TEXT SECTION
BookmarkSubscribeRSS Feed
🔒 This topic is solved and locked. Need further help from the community? Please sign in and ask a new question.
xpnerd
Fluorite | Level 6

I got a list with id's and I have to check the occurrence in multiple tables and I also want to register where this happens (how many times). But I get a lot of errors: invalid statements and syntax errors, I have used multiple sources for the code and what this different is the looped joins, subqueries, multiple libraries, members and column names.

My code in SAS EG are below, first the example data I have in 'work':

 

DATA work.id_search;
INPUT id $;
DATALINES;
A1B6
C3L4
...
Q6Z7 
RUN;

I did a search for the different column names (id and id_thing) in the db's that contain this number, which worked out using this post, link. Which gives me something like this data, library presence:

 

 

DATA table_search;
INPUT libname memname memtype name ...;
DATALINES;
A XY DATA id      ...

SUPPLIED INFORMATION
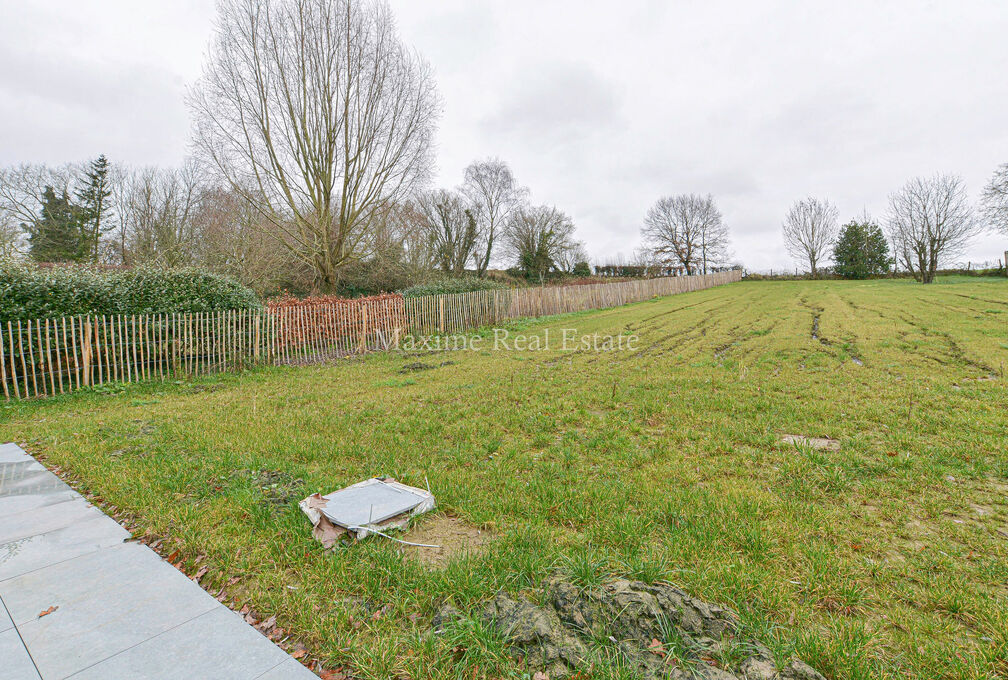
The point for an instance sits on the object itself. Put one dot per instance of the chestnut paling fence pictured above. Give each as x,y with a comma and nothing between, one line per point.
53,356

WHAT THE TASK ASKS
Reproduce the portion of the SAS forum post between "BookmarkSubscribeRSS Feed" and "and column names.", inclusive.

CORRECT OUTPUT
BookmarkSubscribeRSS Feed
🔒 This topic is solved and locked. Need further help from the community? Please sign in and ask a new question.
xpnerd
Fluorite | Level 6

I got a list with id's and I have to check the occurrence in multiple tables and I also want to register where this happens (how many times). But I get a lot of errors: invalid statements and syntax errors, I have used multiple sources for the code and what this different is the looped joins, subqueries, multiple libraries, members and column names.